### Information provided

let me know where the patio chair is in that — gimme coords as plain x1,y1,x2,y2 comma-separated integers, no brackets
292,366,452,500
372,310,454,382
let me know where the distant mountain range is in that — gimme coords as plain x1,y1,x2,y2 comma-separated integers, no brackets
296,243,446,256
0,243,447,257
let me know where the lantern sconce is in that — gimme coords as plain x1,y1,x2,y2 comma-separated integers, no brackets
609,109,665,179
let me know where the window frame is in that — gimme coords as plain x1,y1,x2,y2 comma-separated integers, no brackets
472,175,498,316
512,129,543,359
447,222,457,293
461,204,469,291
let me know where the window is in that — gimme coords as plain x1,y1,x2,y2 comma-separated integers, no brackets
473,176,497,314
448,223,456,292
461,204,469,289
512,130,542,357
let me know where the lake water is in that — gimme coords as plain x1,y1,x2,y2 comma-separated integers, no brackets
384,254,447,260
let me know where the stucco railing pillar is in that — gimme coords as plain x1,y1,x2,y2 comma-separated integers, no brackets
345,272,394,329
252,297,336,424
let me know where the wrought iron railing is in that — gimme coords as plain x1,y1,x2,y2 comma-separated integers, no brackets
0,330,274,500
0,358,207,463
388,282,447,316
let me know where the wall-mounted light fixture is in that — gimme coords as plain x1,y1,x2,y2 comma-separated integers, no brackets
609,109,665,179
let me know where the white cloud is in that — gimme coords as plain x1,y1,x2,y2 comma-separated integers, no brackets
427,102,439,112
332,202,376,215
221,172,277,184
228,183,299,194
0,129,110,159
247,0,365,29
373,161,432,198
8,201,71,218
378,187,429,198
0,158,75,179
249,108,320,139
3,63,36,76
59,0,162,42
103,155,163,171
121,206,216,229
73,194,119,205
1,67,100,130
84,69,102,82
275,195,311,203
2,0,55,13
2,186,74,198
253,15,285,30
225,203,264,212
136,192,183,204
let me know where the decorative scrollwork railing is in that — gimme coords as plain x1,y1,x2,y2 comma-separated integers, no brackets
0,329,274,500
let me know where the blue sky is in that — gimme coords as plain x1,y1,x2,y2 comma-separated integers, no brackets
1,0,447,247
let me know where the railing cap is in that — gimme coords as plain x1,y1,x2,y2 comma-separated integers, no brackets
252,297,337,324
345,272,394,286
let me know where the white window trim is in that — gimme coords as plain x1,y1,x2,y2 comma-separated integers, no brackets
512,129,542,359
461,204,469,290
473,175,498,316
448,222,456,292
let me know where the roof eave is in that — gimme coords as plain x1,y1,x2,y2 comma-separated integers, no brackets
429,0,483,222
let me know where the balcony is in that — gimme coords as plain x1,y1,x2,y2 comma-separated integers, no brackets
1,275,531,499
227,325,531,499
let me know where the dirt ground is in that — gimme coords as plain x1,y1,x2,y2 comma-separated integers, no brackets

### Assignment
The lines from the one containing "let me know where the roof" to the final line of the listing above must be set down exactly, both included.

### Answer to the exercise
let me know where the roof eave is in that — gimme coords as plain x1,y1,x2,y2 comma-separated integers, no brackets
429,0,483,222
let me know where the balcony is in that — gimme coords as plain x1,y1,x2,y2 comma-separated integers, no brackets
1,275,531,499
227,325,531,499
let me know where the dirt ground is in that — gimme coords as plain x1,y1,x2,y2 comma-separated integers, no brackets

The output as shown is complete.